**DATA LISTING:**
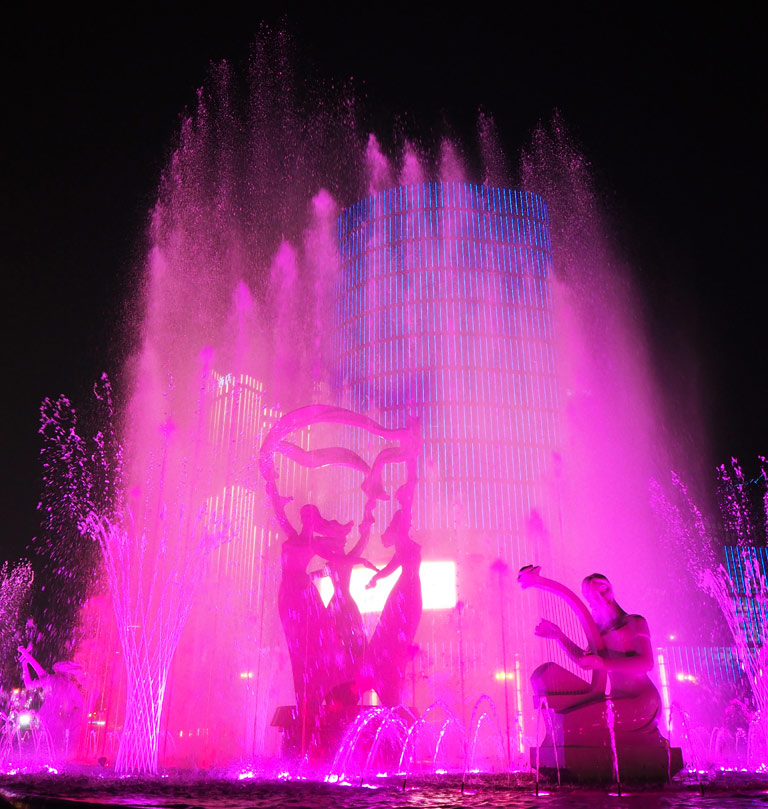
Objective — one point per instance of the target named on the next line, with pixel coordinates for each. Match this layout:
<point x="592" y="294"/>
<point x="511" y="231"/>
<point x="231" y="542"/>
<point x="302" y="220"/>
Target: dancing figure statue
<point x="328" y="646"/>
<point x="605" y="698"/>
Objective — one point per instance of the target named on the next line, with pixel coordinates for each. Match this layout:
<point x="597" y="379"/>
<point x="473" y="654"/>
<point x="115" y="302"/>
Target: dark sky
<point x="670" y="109"/>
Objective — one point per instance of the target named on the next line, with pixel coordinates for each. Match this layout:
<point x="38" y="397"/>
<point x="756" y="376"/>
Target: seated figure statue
<point x="621" y="656"/>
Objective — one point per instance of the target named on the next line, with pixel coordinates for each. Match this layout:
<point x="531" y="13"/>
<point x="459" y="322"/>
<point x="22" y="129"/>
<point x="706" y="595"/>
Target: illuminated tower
<point x="444" y="310"/>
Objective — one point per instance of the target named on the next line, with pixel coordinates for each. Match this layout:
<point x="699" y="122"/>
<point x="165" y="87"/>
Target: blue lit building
<point x="444" y="310"/>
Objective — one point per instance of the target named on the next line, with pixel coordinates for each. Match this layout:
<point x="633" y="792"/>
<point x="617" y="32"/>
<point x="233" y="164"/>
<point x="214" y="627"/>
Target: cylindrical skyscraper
<point x="444" y="311"/>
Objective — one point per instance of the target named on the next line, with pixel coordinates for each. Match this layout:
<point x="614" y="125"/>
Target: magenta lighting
<point x="444" y="311"/>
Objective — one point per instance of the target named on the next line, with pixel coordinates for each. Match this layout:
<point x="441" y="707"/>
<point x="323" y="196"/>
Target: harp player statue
<point x="619" y="653"/>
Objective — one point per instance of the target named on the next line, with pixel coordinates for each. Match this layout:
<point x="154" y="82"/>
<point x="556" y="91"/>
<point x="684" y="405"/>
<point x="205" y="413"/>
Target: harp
<point x="562" y="681"/>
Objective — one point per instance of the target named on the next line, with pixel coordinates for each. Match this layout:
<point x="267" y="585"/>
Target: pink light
<point x="438" y="588"/>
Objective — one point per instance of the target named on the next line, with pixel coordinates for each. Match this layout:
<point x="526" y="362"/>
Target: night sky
<point x="670" y="111"/>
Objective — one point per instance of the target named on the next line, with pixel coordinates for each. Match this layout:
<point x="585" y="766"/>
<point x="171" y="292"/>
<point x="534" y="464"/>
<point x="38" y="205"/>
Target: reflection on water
<point x="516" y="790"/>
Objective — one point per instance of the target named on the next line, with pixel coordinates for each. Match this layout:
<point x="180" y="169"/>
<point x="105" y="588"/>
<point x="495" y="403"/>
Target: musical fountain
<point x="329" y="351"/>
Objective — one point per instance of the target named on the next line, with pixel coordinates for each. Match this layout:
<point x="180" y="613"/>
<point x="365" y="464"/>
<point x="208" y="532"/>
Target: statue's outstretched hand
<point x="592" y="662"/>
<point x="373" y="582"/>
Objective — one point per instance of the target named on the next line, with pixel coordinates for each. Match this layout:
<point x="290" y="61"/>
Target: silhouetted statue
<point x="328" y="647"/>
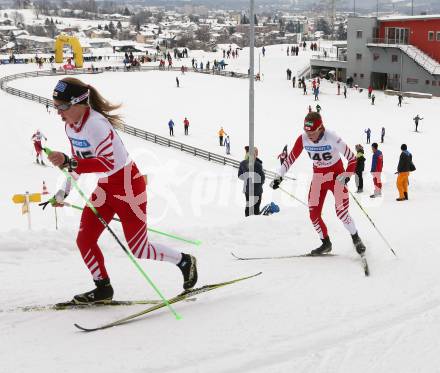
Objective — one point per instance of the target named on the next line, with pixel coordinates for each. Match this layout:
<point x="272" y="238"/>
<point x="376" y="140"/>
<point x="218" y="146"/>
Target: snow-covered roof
<point x="408" y="18"/>
<point x="8" y="28"/>
<point x="9" y="45"/>
<point x="38" y="39"/>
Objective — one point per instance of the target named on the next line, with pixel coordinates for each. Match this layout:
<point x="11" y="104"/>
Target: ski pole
<point x="291" y="195"/>
<point x="194" y="242"/>
<point x="129" y="254"/>
<point x="371" y="221"/>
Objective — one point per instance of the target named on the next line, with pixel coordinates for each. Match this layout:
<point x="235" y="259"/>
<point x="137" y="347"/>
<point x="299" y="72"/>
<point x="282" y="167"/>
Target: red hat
<point x="312" y="124"/>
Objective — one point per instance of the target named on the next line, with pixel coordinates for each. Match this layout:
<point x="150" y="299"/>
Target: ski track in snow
<point x="302" y="314"/>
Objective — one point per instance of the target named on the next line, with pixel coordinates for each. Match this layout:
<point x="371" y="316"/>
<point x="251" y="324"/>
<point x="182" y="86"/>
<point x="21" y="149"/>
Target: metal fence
<point x="157" y="139"/>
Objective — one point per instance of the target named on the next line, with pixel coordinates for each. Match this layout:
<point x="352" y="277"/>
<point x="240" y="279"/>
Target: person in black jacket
<point x="404" y="167"/>
<point x="360" y="166"/>
<point x="258" y="181"/>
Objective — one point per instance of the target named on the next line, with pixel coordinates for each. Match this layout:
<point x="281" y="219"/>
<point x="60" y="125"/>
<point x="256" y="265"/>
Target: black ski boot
<point x="358" y="244"/>
<point x="188" y="266"/>
<point x="325" y="248"/>
<point x="102" y="294"/>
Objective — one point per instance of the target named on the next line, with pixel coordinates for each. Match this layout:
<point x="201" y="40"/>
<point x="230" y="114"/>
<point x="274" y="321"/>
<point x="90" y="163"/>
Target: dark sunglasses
<point x="63" y="107"/>
<point x="67" y="105"/>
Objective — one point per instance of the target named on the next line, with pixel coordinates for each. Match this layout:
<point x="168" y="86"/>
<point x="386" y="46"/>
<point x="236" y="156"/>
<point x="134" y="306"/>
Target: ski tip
<point x="83" y="329"/>
<point x="236" y="257"/>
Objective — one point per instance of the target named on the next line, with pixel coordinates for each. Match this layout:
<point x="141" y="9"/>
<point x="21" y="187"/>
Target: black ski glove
<point x="343" y="179"/>
<point x="70" y="163"/>
<point x="275" y="184"/>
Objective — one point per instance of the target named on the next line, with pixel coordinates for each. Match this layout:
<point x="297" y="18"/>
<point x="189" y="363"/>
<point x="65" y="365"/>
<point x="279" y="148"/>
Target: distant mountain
<point x="400" y="6"/>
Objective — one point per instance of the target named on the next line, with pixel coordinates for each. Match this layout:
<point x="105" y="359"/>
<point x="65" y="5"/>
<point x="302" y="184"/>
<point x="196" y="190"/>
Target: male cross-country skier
<point x="324" y="148"/>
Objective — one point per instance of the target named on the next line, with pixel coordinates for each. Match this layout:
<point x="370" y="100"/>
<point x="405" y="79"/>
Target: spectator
<point x="360" y="166"/>
<point x="171" y="127"/>
<point x="404" y="167"/>
<point x="257" y="179"/>
<point x="228" y="145"/>
<point x="186" y="125"/>
<point x="221" y="134"/>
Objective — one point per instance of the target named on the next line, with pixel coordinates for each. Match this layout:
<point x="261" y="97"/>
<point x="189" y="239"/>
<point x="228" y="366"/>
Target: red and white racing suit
<point x="327" y="165"/>
<point x="122" y="190"/>
<point x="37" y="138"/>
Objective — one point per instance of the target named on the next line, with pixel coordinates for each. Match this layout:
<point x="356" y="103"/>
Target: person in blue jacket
<point x="376" y="170"/>
<point x="368" y="132"/>
<point x="171" y="127"/>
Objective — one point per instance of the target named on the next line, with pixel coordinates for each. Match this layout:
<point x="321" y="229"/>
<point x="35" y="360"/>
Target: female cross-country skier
<point x="97" y="148"/>
<point x="324" y="149"/>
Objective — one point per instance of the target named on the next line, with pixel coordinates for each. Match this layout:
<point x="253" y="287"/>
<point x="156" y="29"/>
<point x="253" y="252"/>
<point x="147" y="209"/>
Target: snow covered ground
<point x="301" y="315"/>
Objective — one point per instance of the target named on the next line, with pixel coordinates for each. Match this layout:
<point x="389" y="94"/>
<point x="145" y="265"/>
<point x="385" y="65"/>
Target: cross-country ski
<point x="150" y="152"/>
<point x="178" y="298"/>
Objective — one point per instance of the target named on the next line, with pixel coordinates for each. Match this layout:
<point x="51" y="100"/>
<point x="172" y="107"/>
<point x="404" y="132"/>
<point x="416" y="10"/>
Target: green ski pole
<point x="194" y="242"/>
<point x="129" y="254"/>
<point x="374" y="225"/>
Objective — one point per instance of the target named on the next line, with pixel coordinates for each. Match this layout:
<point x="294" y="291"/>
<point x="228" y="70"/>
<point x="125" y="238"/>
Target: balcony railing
<point x="342" y="58"/>
<point x="387" y="41"/>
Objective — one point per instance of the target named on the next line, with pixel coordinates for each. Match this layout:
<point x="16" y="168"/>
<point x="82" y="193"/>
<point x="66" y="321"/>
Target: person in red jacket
<point x="97" y="148"/>
<point x="324" y="149"/>
<point x="376" y="170"/>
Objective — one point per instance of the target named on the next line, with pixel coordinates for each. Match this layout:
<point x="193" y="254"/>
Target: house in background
<point x="400" y="53"/>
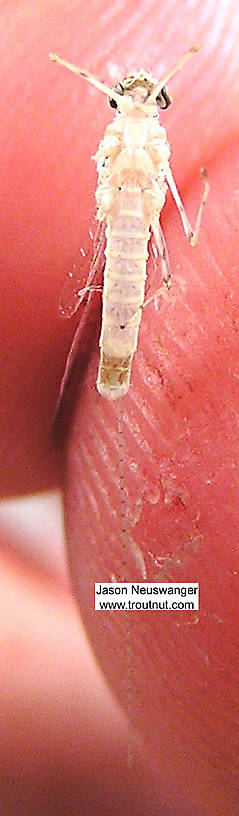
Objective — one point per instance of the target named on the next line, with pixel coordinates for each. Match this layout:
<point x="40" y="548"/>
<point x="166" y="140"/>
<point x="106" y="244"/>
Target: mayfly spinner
<point x="134" y="173"/>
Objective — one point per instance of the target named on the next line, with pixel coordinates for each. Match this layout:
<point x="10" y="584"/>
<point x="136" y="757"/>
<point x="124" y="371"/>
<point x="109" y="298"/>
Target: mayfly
<point x="134" y="174"/>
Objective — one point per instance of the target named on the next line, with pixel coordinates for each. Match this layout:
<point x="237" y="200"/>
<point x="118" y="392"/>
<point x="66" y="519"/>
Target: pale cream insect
<point x="134" y="173"/>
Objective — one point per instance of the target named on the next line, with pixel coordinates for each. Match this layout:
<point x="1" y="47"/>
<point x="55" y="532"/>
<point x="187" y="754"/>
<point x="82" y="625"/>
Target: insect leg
<point x="191" y="234"/>
<point x="161" y="247"/>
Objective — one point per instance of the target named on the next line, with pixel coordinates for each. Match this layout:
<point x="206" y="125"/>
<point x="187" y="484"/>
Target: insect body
<point x="134" y="173"/>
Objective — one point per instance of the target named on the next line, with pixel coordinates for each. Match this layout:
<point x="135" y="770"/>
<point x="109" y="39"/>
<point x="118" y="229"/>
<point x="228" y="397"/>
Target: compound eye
<point x="163" y="99"/>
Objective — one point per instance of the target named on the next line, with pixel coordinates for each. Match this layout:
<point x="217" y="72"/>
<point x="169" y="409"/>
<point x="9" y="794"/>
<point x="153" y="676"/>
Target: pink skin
<point x="180" y="421"/>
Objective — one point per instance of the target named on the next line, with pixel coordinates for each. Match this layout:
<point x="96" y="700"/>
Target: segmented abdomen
<point x="123" y="295"/>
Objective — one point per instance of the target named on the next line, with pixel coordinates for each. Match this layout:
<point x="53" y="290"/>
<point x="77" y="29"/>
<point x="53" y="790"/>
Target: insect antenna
<point x="85" y="75"/>
<point x="177" y="67"/>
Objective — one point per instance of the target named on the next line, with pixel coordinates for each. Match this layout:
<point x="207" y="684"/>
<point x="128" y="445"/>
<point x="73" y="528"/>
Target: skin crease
<point x="51" y="125"/>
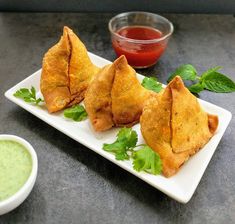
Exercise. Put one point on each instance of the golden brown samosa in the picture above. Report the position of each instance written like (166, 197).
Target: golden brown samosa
(175, 126)
(115, 97)
(66, 72)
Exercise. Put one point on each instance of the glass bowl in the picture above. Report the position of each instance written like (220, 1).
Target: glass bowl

**EXERCISE INSTRUCTIONS:**
How many lines of the material above have the word "picture" in them? Give only that number.

**ANSWER TO THIS PROBLEM:**
2